_Problem description_. Report back each line of the records that contains the string "short".
*****
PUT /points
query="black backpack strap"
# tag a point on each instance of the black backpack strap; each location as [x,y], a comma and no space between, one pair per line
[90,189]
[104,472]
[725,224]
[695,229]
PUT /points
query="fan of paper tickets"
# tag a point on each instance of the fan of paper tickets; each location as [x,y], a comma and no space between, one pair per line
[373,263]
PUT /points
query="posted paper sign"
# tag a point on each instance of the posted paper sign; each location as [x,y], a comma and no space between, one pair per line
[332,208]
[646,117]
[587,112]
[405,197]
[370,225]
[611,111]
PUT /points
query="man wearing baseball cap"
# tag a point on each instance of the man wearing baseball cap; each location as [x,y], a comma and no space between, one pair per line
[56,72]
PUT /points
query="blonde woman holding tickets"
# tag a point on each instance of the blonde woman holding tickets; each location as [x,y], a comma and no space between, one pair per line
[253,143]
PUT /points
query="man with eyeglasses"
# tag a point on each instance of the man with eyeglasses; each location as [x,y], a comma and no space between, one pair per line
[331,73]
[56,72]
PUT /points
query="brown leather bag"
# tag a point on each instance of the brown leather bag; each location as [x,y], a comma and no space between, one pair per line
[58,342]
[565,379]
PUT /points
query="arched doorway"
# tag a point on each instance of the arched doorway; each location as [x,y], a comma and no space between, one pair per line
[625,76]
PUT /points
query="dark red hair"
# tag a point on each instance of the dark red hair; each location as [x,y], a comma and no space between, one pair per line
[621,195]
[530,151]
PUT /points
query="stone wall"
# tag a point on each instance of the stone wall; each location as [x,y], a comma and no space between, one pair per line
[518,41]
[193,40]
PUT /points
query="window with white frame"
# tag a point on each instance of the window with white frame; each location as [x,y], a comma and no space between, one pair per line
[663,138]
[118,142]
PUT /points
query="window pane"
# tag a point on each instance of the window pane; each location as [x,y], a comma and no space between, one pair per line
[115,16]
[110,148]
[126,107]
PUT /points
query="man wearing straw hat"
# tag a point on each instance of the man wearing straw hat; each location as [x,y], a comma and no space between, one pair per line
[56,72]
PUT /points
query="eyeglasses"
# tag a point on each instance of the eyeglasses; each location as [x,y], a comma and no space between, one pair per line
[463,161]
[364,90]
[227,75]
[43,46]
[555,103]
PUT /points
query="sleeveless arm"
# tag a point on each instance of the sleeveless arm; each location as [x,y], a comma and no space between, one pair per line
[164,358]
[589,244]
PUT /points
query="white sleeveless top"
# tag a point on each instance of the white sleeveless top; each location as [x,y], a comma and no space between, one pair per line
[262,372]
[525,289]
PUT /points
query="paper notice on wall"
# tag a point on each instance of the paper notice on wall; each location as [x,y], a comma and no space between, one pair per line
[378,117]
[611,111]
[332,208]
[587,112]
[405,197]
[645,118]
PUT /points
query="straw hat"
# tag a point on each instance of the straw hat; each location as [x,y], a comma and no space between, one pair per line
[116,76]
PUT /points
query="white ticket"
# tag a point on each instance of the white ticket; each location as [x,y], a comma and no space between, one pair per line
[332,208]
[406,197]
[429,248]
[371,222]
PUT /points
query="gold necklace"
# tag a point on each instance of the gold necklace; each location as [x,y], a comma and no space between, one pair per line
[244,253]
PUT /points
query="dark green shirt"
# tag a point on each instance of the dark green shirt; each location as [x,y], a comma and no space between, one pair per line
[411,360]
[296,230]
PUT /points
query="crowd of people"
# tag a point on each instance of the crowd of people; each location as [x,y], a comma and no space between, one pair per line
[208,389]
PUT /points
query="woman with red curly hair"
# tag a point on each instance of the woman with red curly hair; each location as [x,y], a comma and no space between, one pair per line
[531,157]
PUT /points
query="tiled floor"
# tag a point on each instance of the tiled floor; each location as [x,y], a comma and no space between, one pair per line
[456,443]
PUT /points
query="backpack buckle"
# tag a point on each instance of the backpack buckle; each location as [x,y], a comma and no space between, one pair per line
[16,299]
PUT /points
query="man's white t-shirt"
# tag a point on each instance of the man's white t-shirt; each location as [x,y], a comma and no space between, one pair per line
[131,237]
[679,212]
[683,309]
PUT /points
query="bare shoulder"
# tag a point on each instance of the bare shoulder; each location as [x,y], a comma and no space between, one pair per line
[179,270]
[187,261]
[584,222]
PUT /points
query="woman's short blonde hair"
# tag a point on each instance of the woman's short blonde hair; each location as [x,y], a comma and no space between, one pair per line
*****
_Solution_.
query="woman's short blonde hair"
# tag a point on each instance of the woman's short blonde hair; each location as [x,y], a comma and no space between, one pair per line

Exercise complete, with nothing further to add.